## Records from a dataset
----------

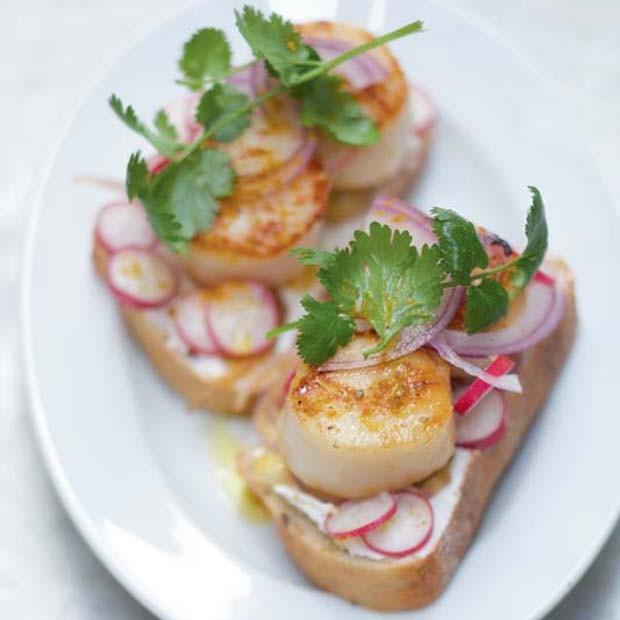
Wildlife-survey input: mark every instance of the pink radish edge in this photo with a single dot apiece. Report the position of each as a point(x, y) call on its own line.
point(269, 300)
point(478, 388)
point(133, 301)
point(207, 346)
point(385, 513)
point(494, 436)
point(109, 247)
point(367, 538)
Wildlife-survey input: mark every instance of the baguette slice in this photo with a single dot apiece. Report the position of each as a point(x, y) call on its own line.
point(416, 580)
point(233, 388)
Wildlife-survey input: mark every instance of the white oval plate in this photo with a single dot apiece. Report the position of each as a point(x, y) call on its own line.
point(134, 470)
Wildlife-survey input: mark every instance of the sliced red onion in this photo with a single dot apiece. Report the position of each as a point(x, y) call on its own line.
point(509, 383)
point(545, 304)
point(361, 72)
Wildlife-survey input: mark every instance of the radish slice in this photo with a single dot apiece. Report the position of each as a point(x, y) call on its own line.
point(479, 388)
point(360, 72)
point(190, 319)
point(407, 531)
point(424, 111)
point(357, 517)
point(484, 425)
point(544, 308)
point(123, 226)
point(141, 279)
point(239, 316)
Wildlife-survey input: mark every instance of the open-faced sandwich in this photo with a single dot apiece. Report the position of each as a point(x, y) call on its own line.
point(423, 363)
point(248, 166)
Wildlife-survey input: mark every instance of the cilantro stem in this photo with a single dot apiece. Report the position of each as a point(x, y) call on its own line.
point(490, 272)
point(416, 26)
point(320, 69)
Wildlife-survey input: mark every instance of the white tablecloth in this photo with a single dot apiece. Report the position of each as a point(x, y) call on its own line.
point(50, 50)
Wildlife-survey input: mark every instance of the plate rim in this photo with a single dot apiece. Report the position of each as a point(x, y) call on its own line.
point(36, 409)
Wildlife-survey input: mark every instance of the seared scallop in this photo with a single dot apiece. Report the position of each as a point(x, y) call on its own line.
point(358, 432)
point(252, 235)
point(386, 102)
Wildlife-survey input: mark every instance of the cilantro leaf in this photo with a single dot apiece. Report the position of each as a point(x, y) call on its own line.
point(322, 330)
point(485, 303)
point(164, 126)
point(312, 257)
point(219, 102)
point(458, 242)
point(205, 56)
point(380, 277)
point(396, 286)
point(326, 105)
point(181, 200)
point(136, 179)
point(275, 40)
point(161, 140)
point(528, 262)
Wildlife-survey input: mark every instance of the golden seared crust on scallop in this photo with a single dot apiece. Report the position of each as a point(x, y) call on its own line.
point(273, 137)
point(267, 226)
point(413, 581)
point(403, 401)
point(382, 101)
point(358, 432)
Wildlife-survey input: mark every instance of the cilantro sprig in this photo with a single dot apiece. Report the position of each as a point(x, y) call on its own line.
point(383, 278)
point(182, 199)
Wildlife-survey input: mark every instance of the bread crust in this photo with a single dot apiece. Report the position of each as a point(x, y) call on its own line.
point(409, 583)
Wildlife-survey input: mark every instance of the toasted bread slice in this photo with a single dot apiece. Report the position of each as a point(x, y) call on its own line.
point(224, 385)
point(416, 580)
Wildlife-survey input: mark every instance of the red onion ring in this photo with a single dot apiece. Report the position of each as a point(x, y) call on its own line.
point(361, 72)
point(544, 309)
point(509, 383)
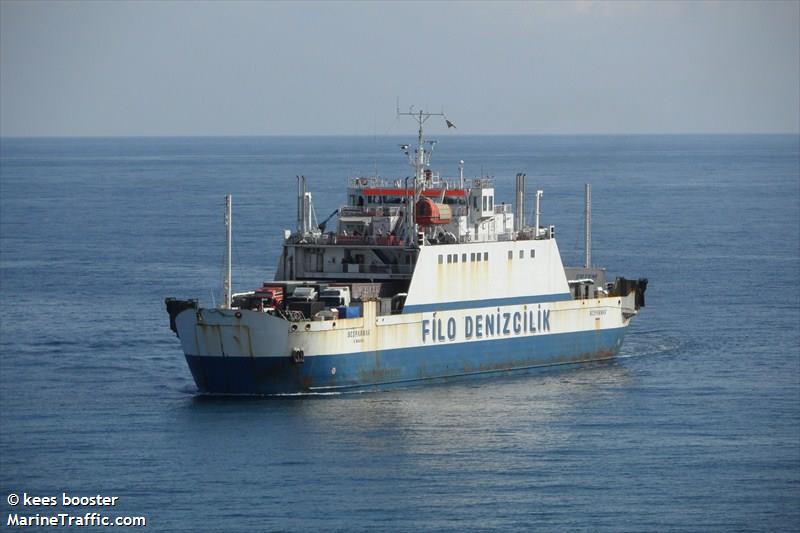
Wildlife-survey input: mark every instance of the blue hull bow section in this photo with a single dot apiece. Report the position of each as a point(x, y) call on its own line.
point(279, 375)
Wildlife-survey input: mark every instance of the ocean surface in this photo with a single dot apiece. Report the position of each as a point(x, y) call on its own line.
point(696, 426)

----------

## WHAT THIS TASK INVOLVES
Put every line of the records above into a JSON list of strings, one string per line, skipping blank lines. Leave the pictures out.

## ANSWER TO THIS PROBLEM
[
  "Wildlife-survey input: mark every instance of the pink radish edge in this photo with a single dot apiece. Report the position of each as a point(x, y) call on its own line.",
  "point(269, 300)",
  "point(478, 388)",
  "point(133, 301)",
  "point(207, 346)",
  "point(385, 513)",
  "point(494, 436)",
  "point(109, 247)",
  "point(367, 538)",
  "Wildlife-survey input: mark every instance of the baguette slice in this photo with a single dot apiece. Report the position of each as a point(x, y) call on its own line.",
  "point(416, 580)",
  "point(233, 388)",
  "Wildlife-survey input: mark every instance of the white oval plate in this photo with a single dot apiece. Report the position of each as a point(x, y) call on its own line.",
  "point(134, 470)",
  "Wildlife-survey input: mark every instance of the sliced red onion in this photo with a single dot apiece. Report the position of each as a point(x, y) call on its own line.",
  "point(509, 383)",
  "point(545, 304)",
  "point(361, 72)",
  "Wildlife-survey input: mark every instance of the radish slice in this photo with a single dot apiece. Report the position of each as a point(x, y) call on its own line.",
  "point(479, 388)",
  "point(360, 72)",
  "point(190, 319)",
  "point(407, 531)",
  "point(424, 111)",
  "point(357, 517)",
  "point(484, 425)",
  "point(544, 308)",
  "point(123, 226)",
  "point(141, 279)",
  "point(239, 316)",
  "Wildlife-survey input: mark every instance of the open-faced sandwich in this photo with a single dot apiece. Report the position of each as a point(x, y) call on its own line.",
  "point(423, 363)",
  "point(248, 166)",
  "Wildlife-survey input: mark every instance of the cilantro stem in this photo with a single dot apiece. Report the position of each as a point(x, y) call on its own line.",
  "point(490, 272)",
  "point(416, 26)",
  "point(320, 69)",
  "Wildlife-survey input: mark every instance of the white tablecloth in this photo with a single dot apiece. Report the position of each as a point(x, y) call on its own line.",
  "point(50, 50)",
  "Wildlife-survey input: mark every instance of the plate rim in this photo with a single dot apiece. Report the position of each as a point(x, y) call on its own line.",
  "point(36, 409)",
  "Wildlife-survey input: mark every instance of the seared scallop in this photo with a single dot apiece. Report the position of each as a point(x, y) call on its own line.",
  "point(358, 432)",
  "point(252, 235)",
  "point(386, 102)",
  "Wildlife-survey input: mark every instance of the cilantro leaf in this photo with a single dot apiece. Report the position of each as a point(x, y) call on its own line.",
  "point(322, 330)",
  "point(485, 303)",
  "point(164, 126)",
  "point(312, 257)",
  "point(219, 102)",
  "point(458, 242)",
  "point(205, 56)",
  "point(380, 277)",
  "point(396, 286)",
  "point(326, 105)",
  "point(181, 200)",
  "point(136, 179)",
  "point(275, 40)",
  "point(161, 140)",
  "point(528, 262)",
  "Wildlife-survey input: mark every instance of the golden seared crust on scallop in this photo with a single dot apiece. Report the position of each as a point(x, y) call on its own line.",
  "point(273, 137)",
  "point(267, 226)",
  "point(413, 581)",
  "point(403, 401)",
  "point(382, 101)",
  "point(358, 432)",
  "Wildlife-survey input: mark every instance of the cilantro sprig in this photo with a single dot apiece. Report the position of each as a point(x, y) call on its own line.",
  "point(383, 278)",
  "point(182, 199)",
  "Wildlife-survey input: mark every instance of the bread crust in this photo with a single dot apiece. Report the position of each as a point(x, y) call on its own line.",
  "point(409, 583)",
  "Wildlife-survey input: mark every instance of the toasted bread slice in this photo with a single dot apiece. Report the position of each as a point(x, y) call on its own line.",
  "point(224, 385)",
  "point(416, 580)",
  "Wildlife-survey input: mark every instance of the red onion ring in this photo with a single dot apiece. Report the position of each as a point(x, y) call on its own line.",
  "point(361, 72)",
  "point(544, 309)",
  "point(509, 383)",
  "Wildlife-survey input: mark every instance of the blue hull bow section in this photo with a single dot apiece. Report the position of each as a point(x, y) call on its own line.",
  "point(279, 375)",
  "Wildlife-survey input: mark every instance of the ocean surface in this photo with a single dot apiece. Report the position of each as a point(x, y) call on its own line.",
  "point(696, 426)"
]